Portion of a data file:
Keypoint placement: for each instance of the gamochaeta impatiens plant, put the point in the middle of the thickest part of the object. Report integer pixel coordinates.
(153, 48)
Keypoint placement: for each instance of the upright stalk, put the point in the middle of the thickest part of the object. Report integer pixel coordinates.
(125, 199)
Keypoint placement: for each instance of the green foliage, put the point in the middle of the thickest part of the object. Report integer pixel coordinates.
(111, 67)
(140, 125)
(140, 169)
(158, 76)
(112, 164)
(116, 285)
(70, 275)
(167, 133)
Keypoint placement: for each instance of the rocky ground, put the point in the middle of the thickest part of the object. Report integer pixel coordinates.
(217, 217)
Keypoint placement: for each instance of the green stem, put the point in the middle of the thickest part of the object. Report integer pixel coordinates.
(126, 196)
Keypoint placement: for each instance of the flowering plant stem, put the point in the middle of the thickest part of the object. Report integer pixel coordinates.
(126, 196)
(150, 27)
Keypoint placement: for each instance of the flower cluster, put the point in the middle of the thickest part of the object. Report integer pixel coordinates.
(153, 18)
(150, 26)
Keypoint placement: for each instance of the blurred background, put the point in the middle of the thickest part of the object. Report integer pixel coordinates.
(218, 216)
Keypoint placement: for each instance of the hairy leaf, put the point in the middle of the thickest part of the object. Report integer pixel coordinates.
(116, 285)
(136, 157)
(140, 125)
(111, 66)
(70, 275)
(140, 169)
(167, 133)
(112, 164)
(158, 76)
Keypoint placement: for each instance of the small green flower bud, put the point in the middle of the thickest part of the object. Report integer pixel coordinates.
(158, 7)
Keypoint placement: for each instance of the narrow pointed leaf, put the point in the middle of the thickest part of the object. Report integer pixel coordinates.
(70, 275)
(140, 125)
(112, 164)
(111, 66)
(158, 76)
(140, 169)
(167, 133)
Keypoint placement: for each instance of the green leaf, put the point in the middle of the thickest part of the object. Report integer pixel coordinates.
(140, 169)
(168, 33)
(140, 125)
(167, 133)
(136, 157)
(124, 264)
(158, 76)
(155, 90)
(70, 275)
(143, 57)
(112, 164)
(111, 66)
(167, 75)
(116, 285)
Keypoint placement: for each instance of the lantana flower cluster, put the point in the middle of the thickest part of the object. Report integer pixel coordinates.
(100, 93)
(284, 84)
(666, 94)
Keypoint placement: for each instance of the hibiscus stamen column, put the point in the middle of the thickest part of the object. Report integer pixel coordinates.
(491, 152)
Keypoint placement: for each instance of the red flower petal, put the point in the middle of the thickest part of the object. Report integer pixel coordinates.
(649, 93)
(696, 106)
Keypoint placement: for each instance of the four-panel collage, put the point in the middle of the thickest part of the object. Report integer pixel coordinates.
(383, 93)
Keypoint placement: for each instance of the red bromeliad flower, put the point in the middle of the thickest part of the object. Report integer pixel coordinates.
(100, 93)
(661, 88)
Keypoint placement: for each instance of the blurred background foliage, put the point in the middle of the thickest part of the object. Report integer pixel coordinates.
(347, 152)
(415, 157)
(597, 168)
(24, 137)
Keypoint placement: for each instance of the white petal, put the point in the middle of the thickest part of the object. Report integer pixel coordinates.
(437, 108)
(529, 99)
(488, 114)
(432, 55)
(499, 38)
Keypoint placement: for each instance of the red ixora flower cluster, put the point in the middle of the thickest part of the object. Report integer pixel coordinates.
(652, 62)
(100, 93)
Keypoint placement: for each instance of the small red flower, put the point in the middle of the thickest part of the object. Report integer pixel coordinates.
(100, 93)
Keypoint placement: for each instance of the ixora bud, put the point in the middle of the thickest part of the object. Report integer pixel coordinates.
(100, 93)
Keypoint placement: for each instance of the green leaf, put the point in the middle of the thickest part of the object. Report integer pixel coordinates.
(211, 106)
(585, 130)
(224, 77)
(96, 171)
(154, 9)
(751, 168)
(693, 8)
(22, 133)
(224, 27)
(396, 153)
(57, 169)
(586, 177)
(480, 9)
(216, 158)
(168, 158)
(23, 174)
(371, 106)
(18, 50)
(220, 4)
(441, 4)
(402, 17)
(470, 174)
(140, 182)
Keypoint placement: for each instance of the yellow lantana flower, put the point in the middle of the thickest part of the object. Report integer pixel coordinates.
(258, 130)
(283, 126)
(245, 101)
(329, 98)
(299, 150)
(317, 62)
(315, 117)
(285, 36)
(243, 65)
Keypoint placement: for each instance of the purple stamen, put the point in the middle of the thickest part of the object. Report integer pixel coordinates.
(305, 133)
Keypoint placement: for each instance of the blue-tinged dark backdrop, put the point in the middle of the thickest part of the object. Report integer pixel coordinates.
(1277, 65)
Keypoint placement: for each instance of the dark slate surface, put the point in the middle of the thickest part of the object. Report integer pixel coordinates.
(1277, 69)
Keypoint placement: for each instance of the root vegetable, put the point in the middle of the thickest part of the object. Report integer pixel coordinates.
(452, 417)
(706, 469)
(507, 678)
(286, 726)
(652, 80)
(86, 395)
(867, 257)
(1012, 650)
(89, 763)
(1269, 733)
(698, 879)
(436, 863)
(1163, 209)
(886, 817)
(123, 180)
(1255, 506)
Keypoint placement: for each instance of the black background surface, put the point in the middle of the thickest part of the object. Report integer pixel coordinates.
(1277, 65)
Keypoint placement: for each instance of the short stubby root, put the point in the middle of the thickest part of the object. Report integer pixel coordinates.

** Aim **
Write out every item above word for word, keeping the lines in the same order.

** Exercise answer **
Keypoint placement: for each instance of the gamochaeta impatiens plant, put the point in the middle of the thickest part of the object. Report integer pixel coordinates.
(153, 48)
Keypoint placement: for each instance of the upright stalk, put the point in the middle of the thickest part of the object. Report integer pixel coordinates.
(125, 199)
Keypoint placement: for each instance of the green foliage, put the point in the middle of the thickest part of the object. Report integer pixel coordinates.
(111, 67)
(140, 125)
(140, 169)
(158, 76)
(112, 164)
(116, 285)
(70, 275)
(167, 133)
Keypoint placement: for each instance of the rocky ground, put the point in the middle of the thickest part of the object. Report integer pixel coordinates.
(217, 217)
Keypoint placement: for each instance of the green stem, put the point in the middle of the thickest part of the object. Report integer pixel coordinates.
(126, 196)
Keypoint placement: for each instance of the flowering plant stem, put the point in the middle of the thickest part of the object. Report integer pixel coordinates.
(126, 196)
(150, 27)
Keypoint placement: for each instance of the flower cluster, put the point in the middle of the thickest part of the object. Report integer pixel coordinates.
(153, 18)
(150, 26)
Keypoint placement: for each instance of the blurred background, put the point in the middle of the thickest part of the object. Report integer pixel coordinates.
(218, 216)
Keypoint placement: for each instance of the hairy leaf, put the point in the middle of the thickest part of the object. Report integer pixel coordinates.
(116, 285)
(136, 157)
(140, 125)
(111, 66)
(70, 275)
(140, 169)
(167, 133)
(112, 164)
(158, 76)
Keypoint placement: for each instance of the small green flower bud, put the point in the middle of the thickest part of the object. Report integer pixel coordinates.
(158, 7)
Keypoint placement: for each instance of the narrow pointed leaf, put the point in the middle of the thickest part of the object. Report integer pixel coordinates.
(70, 275)
(140, 125)
(112, 164)
(111, 66)
(158, 76)
(140, 169)
(167, 133)
Keypoint placement: for each instance of the green leaf, put the point in the middle of the thickest part of the object. Report integer pixel coordinates.
(140, 169)
(168, 33)
(140, 125)
(167, 133)
(136, 157)
(124, 264)
(158, 76)
(155, 90)
(70, 275)
(143, 57)
(112, 164)
(111, 66)
(167, 75)
(116, 285)
Keypoint placement: for each instance of the lantana flower cluster, put the point in the middle of the thickest part of the object. Report integer pixel coordinates.
(100, 93)
(284, 84)
(666, 94)
Keypoint placement: for each instance of the hibiscus stamen column, put the point in the middle of the thickest part of the object. Report integer pixel coordinates.
(491, 152)
Keypoint placement: for each instance of the red flower petal, put the point in the middle of the thickest part of the object. Report integer pixel coordinates.
(649, 93)
(696, 106)
Keypoint placement: for each instance of the four-panel collage, put the point in the middle of the thickest part of the object. Report integer pixel coordinates.
(383, 93)
Keypoint placement: for each instance of the red bromeliad flower, put the point in the middle of the thickest part of the object. Report integer pixel coordinates.
(100, 93)
(661, 88)
Keypoint placement: for each instance of the blurred background foliage, put the point in the middle of the thickest part of the object. Report integer pixel coordinates.
(347, 152)
(415, 157)
(597, 168)
(24, 137)
Keypoint placement: for each instance of the white petal, put the point in the middle of the thickest part of the object. Report integer pixel coordinates.
(437, 108)
(529, 99)
(488, 114)
(432, 55)
(499, 38)
Keypoint placement: for each instance of the red ixora flower cluster, put the point in the middle of the thickest part of the object. Report integer pixel coordinates.
(652, 62)
(100, 93)
Keypoint placement: for each instance of the small red flower, put the point in the middle of the thickest part of the object. Report integer pixel coordinates.
(100, 93)
Keypoint placement: for each instance of the ixora bud, put the point in the middle of the thickest part of the object. Report integer pixel coordinates.
(100, 93)
Keypoint placement: for each instance of the green leaf, put the point in the middle of the thickest part of the object. Report integer pixel coordinates.
(211, 106)
(585, 130)
(224, 77)
(96, 171)
(154, 9)
(751, 168)
(693, 8)
(22, 133)
(224, 27)
(396, 153)
(57, 169)
(586, 177)
(480, 9)
(216, 158)
(168, 158)
(23, 174)
(371, 106)
(18, 50)
(220, 4)
(441, 4)
(402, 17)
(470, 174)
(140, 182)
Keypoint placement: for each instance of the yellow lantana flower, put the point in the middle of the thickest part of the object. Report integer pixel coordinates.
(258, 130)
(283, 126)
(245, 101)
(329, 98)
(299, 150)
(317, 62)
(315, 117)
(285, 36)
(243, 65)
Keypoint placement: for each instance of the purple stamen, put the point in the middle of the thickest part of the object. Report integer pixel coordinates.
(305, 133)
Keypoint placement: for each instance of the blue-tinged dark backdrop, put the point in the middle of the thickest part of the object. Report integer pixel coordinates.
(1277, 65)
Keypoint placement: for each instance of the dark slate surface, put the point in the middle of the thickest part of the object. Report integer pixel coordinates.
(1277, 69)
Keypoint placement: for each instance of the root vegetable, put the point in the middle of the thickest part of the object. Report integer pixel coordinates.
(452, 417)
(706, 469)
(507, 678)
(286, 726)
(652, 80)
(86, 395)
(867, 257)
(1012, 650)
(89, 763)
(1269, 733)
(698, 879)
(436, 863)
(1163, 209)
(886, 817)
(123, 180)
(1255, 506)
Keypoint placement: for each instance of the black background surface, put the point in the middle of the thickest part of the object. Report integer pixel coordinates.
(1277, 65)
Keypoint placement: for each instance of the short stubby root, put the point in the middle of the thickest part of the object. Report integer pixel coordinates.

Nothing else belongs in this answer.